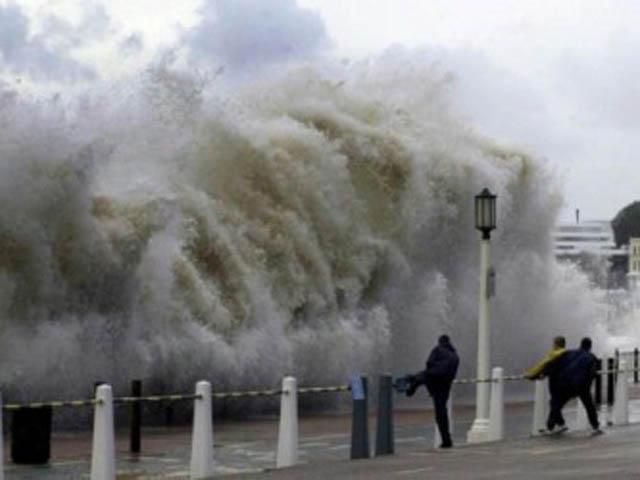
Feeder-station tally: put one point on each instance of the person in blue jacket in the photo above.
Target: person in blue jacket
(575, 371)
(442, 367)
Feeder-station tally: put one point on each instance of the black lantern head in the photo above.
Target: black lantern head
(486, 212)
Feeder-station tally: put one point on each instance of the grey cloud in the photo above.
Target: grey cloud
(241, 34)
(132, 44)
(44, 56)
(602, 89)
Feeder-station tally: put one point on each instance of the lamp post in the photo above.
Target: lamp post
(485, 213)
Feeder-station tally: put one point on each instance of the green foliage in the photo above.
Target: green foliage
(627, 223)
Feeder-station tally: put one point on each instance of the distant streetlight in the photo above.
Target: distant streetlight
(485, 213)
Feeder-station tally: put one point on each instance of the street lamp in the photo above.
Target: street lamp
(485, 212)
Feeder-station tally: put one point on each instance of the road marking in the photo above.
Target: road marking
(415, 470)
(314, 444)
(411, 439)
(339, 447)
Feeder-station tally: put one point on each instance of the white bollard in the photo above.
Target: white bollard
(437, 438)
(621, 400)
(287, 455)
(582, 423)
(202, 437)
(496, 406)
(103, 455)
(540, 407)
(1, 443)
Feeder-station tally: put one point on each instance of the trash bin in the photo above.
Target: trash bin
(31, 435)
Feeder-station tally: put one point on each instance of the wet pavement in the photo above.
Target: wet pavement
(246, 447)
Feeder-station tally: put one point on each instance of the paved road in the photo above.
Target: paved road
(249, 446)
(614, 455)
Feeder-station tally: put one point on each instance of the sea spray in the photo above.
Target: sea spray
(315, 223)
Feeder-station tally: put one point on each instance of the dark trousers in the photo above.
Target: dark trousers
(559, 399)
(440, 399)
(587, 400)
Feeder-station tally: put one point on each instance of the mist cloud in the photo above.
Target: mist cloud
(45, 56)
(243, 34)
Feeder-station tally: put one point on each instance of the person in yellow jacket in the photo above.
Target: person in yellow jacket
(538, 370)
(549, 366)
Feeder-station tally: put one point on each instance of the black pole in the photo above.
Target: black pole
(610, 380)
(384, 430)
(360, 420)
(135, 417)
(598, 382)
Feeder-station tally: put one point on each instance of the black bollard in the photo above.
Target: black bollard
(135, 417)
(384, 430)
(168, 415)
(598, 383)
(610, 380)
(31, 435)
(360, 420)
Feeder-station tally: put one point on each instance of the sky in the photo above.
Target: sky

> Problem
Format every line of the entries above as a JSON list of strings, one string per line, skipping blank lines and leaving out the picture lines.

> Completed task
[
  "Feeder-station tally: put one point on each instance of the person in blue jacket in the photo above.",
  "Target: person in blue jacket",
  "(575, 371)",
  "(442, 367)",
  "Feeder-station tally: put one point on each instance of the black lantern head in the photo above.",
  "Target: black lantern head",
  "(486, 212)",
  "Feeder-station tally: put one point on each instance of the grey cloud in the photo above.",
  "Target: grey cloud",
  "(241, 34)",
  "(132, 44)",
  "(44, 56)",
  "(602, 89)",
  "Feeder-station tally: put one point on each instance of the lamp post in the photo above.",
  "Target: lamp post",
  "(485, 213)",
  "Feeder-station tally: put one point on each instance of the green foliage in the photo above.",
  "Target: green foliage",
  "(627, 223)",
  "Feeder-station tally: put one point on each instance of the distant streetlight in the photo above.",
  "Target: distant streetlight",
  "(485, 213)",
  "Feeder-station tally: put one point on each instance of the street lamp in the photo above.",
  "Target: street lamp",
  "(485, 212)",
  "Feeder-station tally: put one point on each instance of the road marking in the photo above.",
  "Target: road marking",
  "(415, 470)",
  "(314, 444)",
  "(411, 439)",
  "(339, 447)",
  "Feeder-station tally: put one point on each instance of the white bollard in the photo above.",
  "Target: white bollard",
  "(437, 438)",
  "(621, 400)",
  "(287, 455)",
  "(582, 423)",
  "(202, 437)",
  "(496, 406)",
  "(103, 455)",
  "(540, 407)",
  "(1, 443)",
  "Feeder-station tally: put one point on each instance of the trash bin in the photo above.",
  "Target: trash bin",
  "(31, 435)",
  "Feeder-station tally: put one point on each instance of the wet pavement in the photo above.",
  "Target: wet pavement",
  "(246, 447)",
  "Feeder-station tally: put one point on each instance of the paved road in the photo above.",
  "Target: paved road",
  "(249, 446)",
  "(614, 455)",
  "Feeder-station tally: put one point on each instance of the sea spray in the photo above.",
  "Target: sea spray",
  "(315, 223)",
  "Feeder-station tally: put one point on each instance of the dark trousers in the photo above.",
  "Target: dark trousers",
  "(559, 399)",
  "(440, 399)",
  "(587, 400)",
  "Feeder-station tally: put one point on each instance of the mist cloud in the photo above.",
  "Target: mist cloud",
  "(45, 56)",
  "(243, 34)",
  "Feeder-station tally: put one point on each instance of the person in yellow jacket in the photo above.",
  "Target: person in yellow jacket",
  "(538, 370)",
  "(549, 366)",
  "Feeder-station tally: put one point on each instance of the black pole in the photo above.",
  "Target: black pole",
  "(610, 380)",
  "(384, 430)",
  "(360, 420)",
  "(135, 417)",
  "(598, 382)",
  "Feeder-station tally: put one point on each instance of the black bollard in the photo above.",
  "Target: black bollard",
  "(135, 417)",
  "(384, 430)",
  "(168, 415)",
  "(598, 383)",
  "(610, 380)",
  "(31, 435)",
  "(360, 420)",
  "Feeder-station tally: put one point on each instance of the sky in the photo above.",
  "Target: sky"
]